__WHAT THE TASK ASKS__:
Go through the entries, filter for the word "floor", and copy every line that has it.
── DATA SUPPLIED
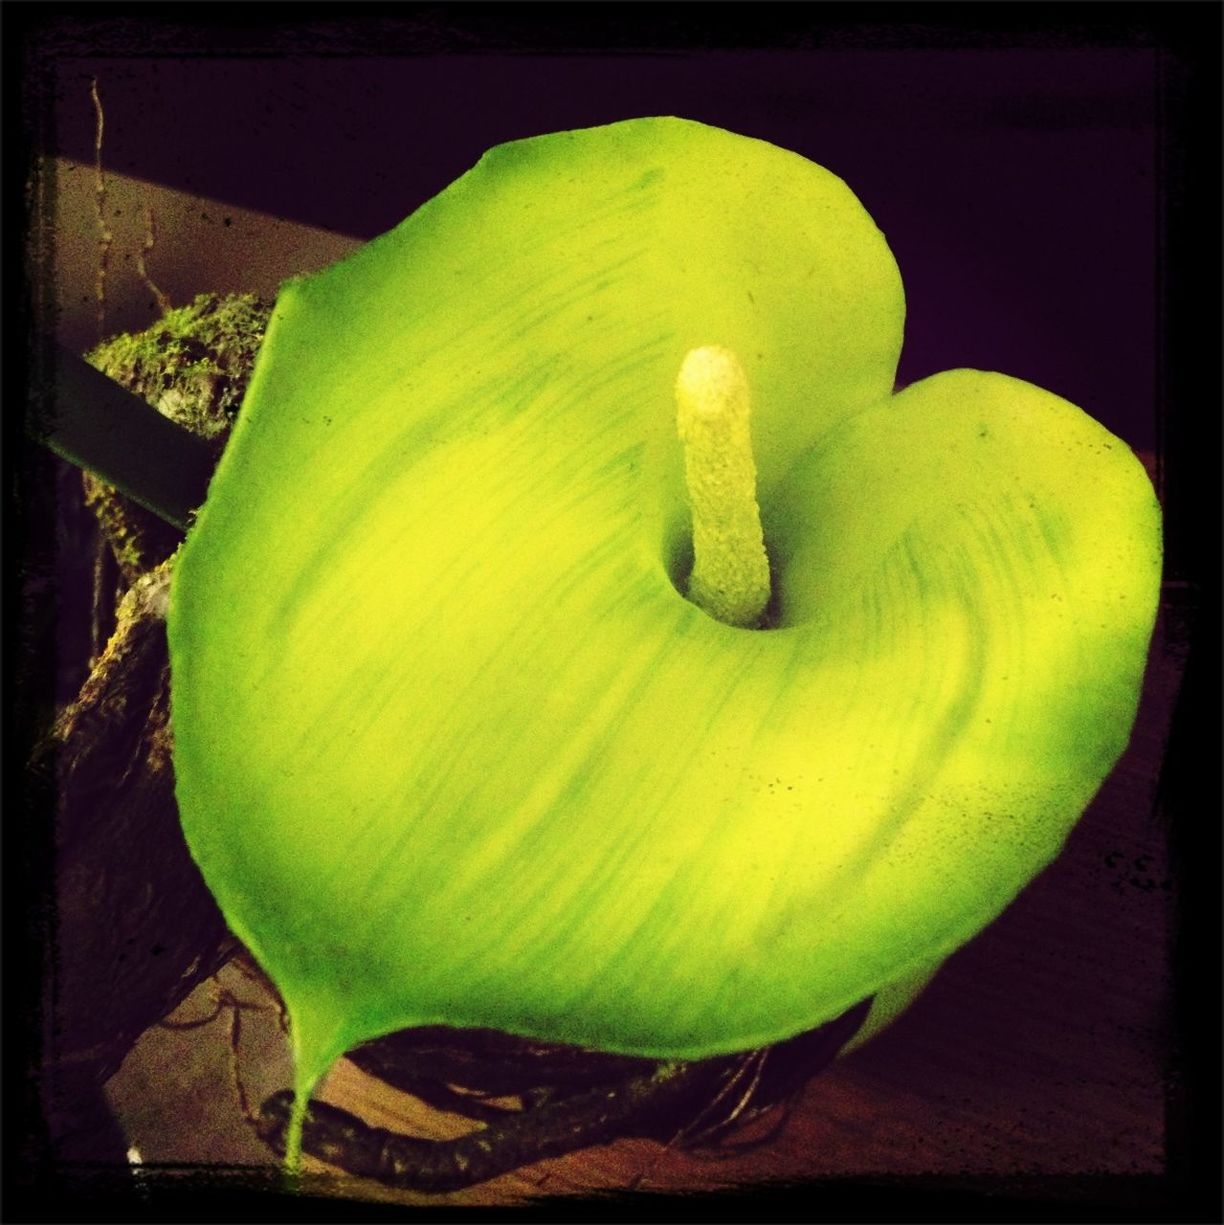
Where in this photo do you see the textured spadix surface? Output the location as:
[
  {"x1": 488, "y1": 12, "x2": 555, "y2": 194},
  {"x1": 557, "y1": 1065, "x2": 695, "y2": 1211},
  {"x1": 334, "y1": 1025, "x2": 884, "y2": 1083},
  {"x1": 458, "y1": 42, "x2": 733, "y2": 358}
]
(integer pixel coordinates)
[{"x1": 169, "y1": 118, "x2": 1160, "y2": 1081}]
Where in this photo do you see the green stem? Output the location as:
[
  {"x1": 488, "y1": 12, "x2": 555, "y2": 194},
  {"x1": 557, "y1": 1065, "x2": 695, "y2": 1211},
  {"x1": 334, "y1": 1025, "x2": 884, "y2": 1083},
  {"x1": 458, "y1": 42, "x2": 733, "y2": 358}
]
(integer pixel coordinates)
[{"x1": 30, "y1": 345, "x2": 215, "y2": 532}]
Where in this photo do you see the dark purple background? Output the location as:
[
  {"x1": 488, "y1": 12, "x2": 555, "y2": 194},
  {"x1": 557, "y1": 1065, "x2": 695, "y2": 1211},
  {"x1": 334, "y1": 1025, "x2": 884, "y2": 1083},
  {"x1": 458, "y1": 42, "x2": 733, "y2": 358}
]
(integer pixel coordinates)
[
  {"x1": 47, "y1": 49, "x2": 1158, "y2": 450},
  {"x1": 12, "y1": 9, "x2": 1221, "y2": 1222}
]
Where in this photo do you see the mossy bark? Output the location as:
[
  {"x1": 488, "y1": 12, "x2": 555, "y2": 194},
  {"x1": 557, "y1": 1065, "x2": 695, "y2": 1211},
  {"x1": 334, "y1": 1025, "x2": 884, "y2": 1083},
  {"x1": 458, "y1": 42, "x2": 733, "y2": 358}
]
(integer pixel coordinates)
[
  {"x1": 82, "y1": 293, "x2": 272, "y2": 579},
  {"x1": 37, "y1": 294, "x2": 269, "y2": 1163},
  {"x1": 35, "y1": 564, "x2": 236, "y2": 1159}
]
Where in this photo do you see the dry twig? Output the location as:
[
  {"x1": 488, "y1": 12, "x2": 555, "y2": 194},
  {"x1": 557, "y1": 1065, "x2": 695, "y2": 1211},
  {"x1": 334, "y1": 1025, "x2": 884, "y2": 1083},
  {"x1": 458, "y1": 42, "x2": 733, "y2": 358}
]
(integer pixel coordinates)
[
  {"x1": 89, "y1": 78, "x2": 112, "y2": 344},
  {"x1": 135, "y1": 204, "x2": 173, "y2": 317}
]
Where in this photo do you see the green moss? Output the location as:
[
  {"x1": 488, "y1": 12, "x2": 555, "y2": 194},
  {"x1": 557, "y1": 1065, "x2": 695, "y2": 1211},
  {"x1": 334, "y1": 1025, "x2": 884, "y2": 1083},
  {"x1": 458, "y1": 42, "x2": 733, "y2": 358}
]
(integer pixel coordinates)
[
  {"x1": 87, "y1": 293, "x2": 273, "y2": 442},
  {"x1": 83, "y1": 293, "x2": 273, "y2": 578}
]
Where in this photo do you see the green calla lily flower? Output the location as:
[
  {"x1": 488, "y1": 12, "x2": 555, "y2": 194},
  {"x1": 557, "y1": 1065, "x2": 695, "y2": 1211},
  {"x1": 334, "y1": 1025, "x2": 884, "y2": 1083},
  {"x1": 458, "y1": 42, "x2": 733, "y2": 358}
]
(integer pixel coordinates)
[{"x1": 167, "y1": 118, "x2": 1161, "y2": 1131}]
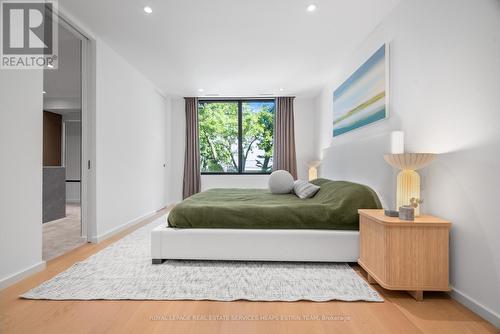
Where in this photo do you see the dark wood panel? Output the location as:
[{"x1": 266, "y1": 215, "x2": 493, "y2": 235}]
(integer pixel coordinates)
[{"x1": 43, "y1": 111, "x2": 62, "y2": 166}]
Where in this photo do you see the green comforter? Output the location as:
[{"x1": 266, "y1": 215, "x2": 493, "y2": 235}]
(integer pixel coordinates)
[{"x1": 168, "y1": 179, "x2": 382, "y2": 230}]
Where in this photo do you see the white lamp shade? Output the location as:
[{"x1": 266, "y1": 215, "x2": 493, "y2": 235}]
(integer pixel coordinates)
[
  {"x1": 307, "y1": 160, "x2": 322, "y2": 168},
  {"x1": 383, "y1": 153, "x2": 436, "y2": 170}
]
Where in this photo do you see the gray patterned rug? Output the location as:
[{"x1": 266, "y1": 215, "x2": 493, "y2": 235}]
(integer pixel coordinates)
[{"x1": 22, "y1": 217, "x2": 383, "y2": 302}]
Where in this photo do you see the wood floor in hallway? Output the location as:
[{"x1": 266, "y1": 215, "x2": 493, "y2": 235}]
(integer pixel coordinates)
[{"x1": 43, "y1": 203, "x2": 86, "y2": 260}]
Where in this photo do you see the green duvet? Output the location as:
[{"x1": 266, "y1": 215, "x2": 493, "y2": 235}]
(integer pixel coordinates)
[{"x1": 168, "y1": 179, "x2": 382, "y2": 230}]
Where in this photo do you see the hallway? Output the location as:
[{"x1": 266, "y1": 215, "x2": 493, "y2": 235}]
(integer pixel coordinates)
[{"x1": 43, "y1": 204, "x2": 86, "y2": 260}]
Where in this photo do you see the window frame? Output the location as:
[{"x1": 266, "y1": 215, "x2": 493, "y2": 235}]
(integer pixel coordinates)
[{"x1": 198, "y1": 98, "x2": 275, "y2": 175}]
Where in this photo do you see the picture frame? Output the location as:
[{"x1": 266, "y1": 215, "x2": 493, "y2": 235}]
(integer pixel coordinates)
[{"x1": 332, "y1": 43, "x2": 390, "y2": 137}]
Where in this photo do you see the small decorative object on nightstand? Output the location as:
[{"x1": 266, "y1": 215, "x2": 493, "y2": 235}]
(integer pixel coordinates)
[
  {"x1": 410, "y1": 197, "x2": 423, "y2": 209},
  {"x1": 358, "y1": 209, "x2": 451, "y2": 301},
  {"x1": 384, "y1": 209, "x2": 399, "y2": 217},
  {"x1": 399, "y1": 205, "x2": 415, "y2": 220}
]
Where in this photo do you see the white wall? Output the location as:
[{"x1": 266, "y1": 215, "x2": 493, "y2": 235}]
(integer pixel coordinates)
[
  {"x1": 64, "y1": 120, "x2": 81, "y2": 202},
  {"x1": 93, "y1": 40, "x2": 168, "y2": 239},
  {"x1": 0, "y1": 70, "x2": 45, "y2": 288},
  {"x1": 164, "y1": 96, "x2": 173, "y2": 205},
  {"x1": 168, "y1": 97, "x2": 317, "y2": 202},
  {"x1": 44, "y1": 97, "x2": 80, "y2": 110},
  {"x1": 314, "y1": 0, "x2": 500, "y2": 325}
]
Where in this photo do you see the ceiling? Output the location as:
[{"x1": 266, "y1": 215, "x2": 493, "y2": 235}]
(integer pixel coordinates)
[{"x1": 59, "y1": 0, "x2": 400, "y2": 97}]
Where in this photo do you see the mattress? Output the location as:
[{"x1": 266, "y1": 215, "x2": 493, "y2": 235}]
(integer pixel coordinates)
[{"x1": 168, "y1": 179, "x2": 382, "y2": 230}]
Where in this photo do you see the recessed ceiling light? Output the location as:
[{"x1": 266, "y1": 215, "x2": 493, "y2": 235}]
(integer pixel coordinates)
[
  {"x1": 279, "y1": 88, "x2": 285, "y2": 92},
  {"x1": 197, "y1": 88, "x2": 204, "y2": 93},
  {"x1": 43, "y1": 90, "x2": 46, "y2": 94},
  {"x1": 143, "y1": 6, "x2": 153, "y2": 14},
  {"x1": 306, "y1": 4, "x2": 317, "y2": 12}
]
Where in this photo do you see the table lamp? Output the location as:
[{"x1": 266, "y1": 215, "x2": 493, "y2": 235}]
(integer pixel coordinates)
[
  {"x1": 383, "y1": 153, "x2": 436, "y2": 216},
  {"x1": 307, "y1": 160, "x2": 321, "y2": 181}
]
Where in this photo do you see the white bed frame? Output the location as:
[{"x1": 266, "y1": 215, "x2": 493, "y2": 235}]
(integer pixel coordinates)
[
  {"x1": 151, "y1": 132, "x2": 394, "y2": 263},
  {"x1": 151, "y1": 220, "x2": 359, "y2": 263}
]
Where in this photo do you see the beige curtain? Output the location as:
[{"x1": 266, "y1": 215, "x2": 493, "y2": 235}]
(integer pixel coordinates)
[
  {"x1": 273, "y1": 97, "x2": 297, "y2": 179},
  {"x1": 182, "y1": 97, "x2": 201, "y2": 199}
]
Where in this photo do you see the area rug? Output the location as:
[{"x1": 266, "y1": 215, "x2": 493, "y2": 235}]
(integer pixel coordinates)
[{"x1": 22, "y1": 217, "x2": 383, "y2": 302}]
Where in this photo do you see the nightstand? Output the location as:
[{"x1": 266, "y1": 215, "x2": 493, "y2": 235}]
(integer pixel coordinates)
[{"x1": 358, "y1": 209, "x2": 451, "y2": 301}]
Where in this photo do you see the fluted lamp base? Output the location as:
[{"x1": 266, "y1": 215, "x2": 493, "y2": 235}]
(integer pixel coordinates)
[{"x1": 397, "y1": 170, "x2": 420, "y2": 216}]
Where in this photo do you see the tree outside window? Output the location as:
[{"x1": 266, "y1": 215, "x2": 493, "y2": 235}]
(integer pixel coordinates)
[{"x1": 198, "y1": 100, "x2": 275, "y2": 174}]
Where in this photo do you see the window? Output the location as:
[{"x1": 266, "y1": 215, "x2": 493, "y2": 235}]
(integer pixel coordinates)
[{"x1": 198, "y1": 100, "x2": 275, "y2": 174}]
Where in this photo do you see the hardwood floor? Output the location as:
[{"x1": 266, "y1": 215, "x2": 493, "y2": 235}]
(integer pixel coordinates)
[
  {"x1": 0, "y1": 208, "x2": 497, "y2": 334},
  {"x1": 43, "y1": 203, "x2": 86, "y2": 261}
]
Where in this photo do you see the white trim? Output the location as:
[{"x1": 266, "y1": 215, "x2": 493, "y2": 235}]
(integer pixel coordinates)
[
  {"x1": 44, "y1": 7, "x2": 95, "y2": 243},
  {"x1": 79, "y1": 34, "x2": 91, "y2": 241},
  {"x1": 55, "y1": 7, "x2": 96, "y2": 242},
  {"x1": 449, "y1": 287, "x2": 500, "y2": 328},
  {"x1": 89, "y1": 208, "x2": 165, "y2": 243},
  {"x1": 0, "y1": 261, "x2": 46, "y2": 290}
]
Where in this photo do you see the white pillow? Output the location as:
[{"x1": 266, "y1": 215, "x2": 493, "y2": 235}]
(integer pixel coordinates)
[
  {"x1": 268, "y1": 170, "x2": 294, "y2": 194},
  {"x1": 293, "y1": 179, "x2": 321, "y2": 199}
]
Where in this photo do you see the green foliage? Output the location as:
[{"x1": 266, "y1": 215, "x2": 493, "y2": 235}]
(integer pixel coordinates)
[
  {"x1": 198, "y1": 102, "x2": 238, "y2": 172},
  {"x1": 198, "y1": 101, "x2": 274, "y2": 173},
  {"x1": 242, "y1": 103, "x2": 274, "y2": 172}
]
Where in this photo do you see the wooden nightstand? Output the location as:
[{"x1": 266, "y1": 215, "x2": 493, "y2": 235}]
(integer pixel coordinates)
[{"x1": 358, "y1": 209, "x2": 451, "y2": 301}]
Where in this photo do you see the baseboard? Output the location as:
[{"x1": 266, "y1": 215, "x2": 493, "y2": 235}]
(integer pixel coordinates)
[
  {"x1": 449, "y1": 286, "x2": 500, "y2": 328},
  {"x1": 88, "y1": 207, "x2": 167, "y2": 244},
  {"x1": 0, "y1": 261, "x2": 46, "y2": 290}
]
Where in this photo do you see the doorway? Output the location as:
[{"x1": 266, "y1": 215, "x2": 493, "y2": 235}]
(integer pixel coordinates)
[{"x1": 42, "y1": 19, "x2": 88, "y2": 260}]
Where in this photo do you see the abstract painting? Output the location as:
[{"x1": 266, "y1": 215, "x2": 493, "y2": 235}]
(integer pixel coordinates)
[{"x1": 333, "y1": 44, "x2": 388, "y2": 137}]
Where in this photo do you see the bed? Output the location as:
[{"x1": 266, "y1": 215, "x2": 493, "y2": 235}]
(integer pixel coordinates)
[{"x1": 151, "y1": 179, "x2": 382, "y2": 263}]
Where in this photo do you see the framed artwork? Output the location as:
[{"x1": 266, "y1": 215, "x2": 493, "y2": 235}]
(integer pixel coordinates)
[{"x1": 333, "y1": 44, "x2": 389, "y2": 137}]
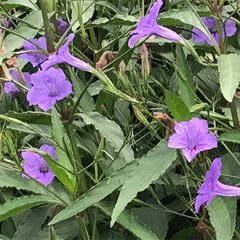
────
__TASK RESULT__:
Where in this photo do you see the wood floor in hallway? Output the location as:
Where in this photo do you see the hardwood floor? Output the location as:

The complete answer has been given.